▶ [Given instruction]:
From the records below, pull out every line containing the word "Where". Case counts, so match capitals and lowercase letters precisely.

▶ [Input]:
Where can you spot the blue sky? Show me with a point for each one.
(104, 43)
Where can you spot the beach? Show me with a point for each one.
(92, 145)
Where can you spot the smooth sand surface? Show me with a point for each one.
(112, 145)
* * *
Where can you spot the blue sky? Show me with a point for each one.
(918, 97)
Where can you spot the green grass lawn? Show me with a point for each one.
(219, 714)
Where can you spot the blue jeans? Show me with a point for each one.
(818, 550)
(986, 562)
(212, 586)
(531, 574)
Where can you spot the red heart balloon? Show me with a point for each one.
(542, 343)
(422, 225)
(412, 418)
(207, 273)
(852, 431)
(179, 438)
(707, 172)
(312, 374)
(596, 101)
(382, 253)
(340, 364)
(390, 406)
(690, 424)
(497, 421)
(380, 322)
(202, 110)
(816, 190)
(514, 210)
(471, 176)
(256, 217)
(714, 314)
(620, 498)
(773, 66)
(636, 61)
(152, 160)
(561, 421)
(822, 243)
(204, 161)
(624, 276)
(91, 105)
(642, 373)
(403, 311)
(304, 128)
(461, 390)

▶ [The solution]:
Where can you spot the blue sky? Show me with a point for each one.
Where can you spot the beach? Show me with a point for each one.
Where can you spot the smooth sand surface? Show me with a point for each one.
Where can you spot the blue sky? Show me with a point for each one.
Where can you spot the green grass lawn? Show me with a point for each one.
Where can you spot the blue jeans? Show me with a point for each one.
Where can you spot the red heart balloon? Show me with a point for each one.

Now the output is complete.